*** Data extracts Section Begins ***

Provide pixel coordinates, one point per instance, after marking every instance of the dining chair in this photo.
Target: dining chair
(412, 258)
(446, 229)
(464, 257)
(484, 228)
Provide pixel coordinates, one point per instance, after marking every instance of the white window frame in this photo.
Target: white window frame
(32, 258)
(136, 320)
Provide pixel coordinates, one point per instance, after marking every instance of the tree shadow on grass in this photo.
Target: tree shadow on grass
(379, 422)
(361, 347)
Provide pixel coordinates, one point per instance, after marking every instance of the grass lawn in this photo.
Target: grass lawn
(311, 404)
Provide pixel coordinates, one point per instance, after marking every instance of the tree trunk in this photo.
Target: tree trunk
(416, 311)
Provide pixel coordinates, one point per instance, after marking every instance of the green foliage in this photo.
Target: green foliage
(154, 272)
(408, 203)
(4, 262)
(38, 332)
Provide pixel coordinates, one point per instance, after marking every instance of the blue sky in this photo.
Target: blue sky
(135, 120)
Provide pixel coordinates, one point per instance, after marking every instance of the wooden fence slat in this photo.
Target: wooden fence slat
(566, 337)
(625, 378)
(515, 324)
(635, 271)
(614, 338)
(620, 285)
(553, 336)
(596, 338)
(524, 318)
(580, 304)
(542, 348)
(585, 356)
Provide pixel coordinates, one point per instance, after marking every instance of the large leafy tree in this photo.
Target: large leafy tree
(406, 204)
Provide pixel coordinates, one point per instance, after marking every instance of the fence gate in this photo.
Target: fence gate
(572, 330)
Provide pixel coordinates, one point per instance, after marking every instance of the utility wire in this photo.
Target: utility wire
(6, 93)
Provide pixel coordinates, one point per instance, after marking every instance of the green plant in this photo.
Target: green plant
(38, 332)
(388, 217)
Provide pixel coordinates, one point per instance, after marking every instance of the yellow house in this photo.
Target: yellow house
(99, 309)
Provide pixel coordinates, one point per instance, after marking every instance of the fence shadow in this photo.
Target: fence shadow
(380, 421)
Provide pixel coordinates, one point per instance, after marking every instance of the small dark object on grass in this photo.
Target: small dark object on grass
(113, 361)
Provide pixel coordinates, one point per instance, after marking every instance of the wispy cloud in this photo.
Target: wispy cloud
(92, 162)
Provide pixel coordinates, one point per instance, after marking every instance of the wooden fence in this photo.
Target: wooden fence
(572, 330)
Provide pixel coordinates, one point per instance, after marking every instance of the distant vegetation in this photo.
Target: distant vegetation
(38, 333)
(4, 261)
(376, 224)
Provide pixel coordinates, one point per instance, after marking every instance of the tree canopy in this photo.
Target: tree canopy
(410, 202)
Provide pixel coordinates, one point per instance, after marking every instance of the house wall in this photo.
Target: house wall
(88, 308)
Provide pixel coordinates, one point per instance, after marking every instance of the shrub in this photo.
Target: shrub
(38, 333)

*** Data extracts Section Ends ***

Task to carry out -> Out of the listing above, reproduce exactly the lines from the one with "wire in this photo." up to and including the one with "canopy in this photo.".

Solved problem ->
Provide pixel coordinates, one point per instance, after marking every instance of the utility wire in this photo.
Target: utility wire
(6, 93)
Provide pixel coordinates, one point per instance, after marking every instance of the green plant in this photo.
Target: green plant
(38, 332)
(388, 217)
Provide pixel coordinates, one point per instance, after marking every instance of the yellow house in this photo.
Target: yellow house
(99, 309)
Provide pixel coordinates, one point per instance, after marking every instance of the fence shadow in this photo.
Target: fence shadow
(380, 421)
Provide pixel coordinates, one point per instance, after marking every instance of the small dark object on grass in this photo.
Target: small dark object on grass
(113, 361)
Provide pixel coordinates, one point per instance, after marking every instance of the wispy cloud in this photo.
Target: wispy cloud
(92, 162)
Provide pixel coordinates, one point per instance, after marking every instance of the wooden fence in this photo.
Target: wooden fence
(572, 330)
Provide pixel coordinates, one point per instance, after marking every instance of the distant vegetation in this photo.
Target: distant vegetation
(38, 333)
(4, 261)
(376, 224)
Provide pixel coordinates, one point per instance, after marking every instance of the tree canopy in this photo.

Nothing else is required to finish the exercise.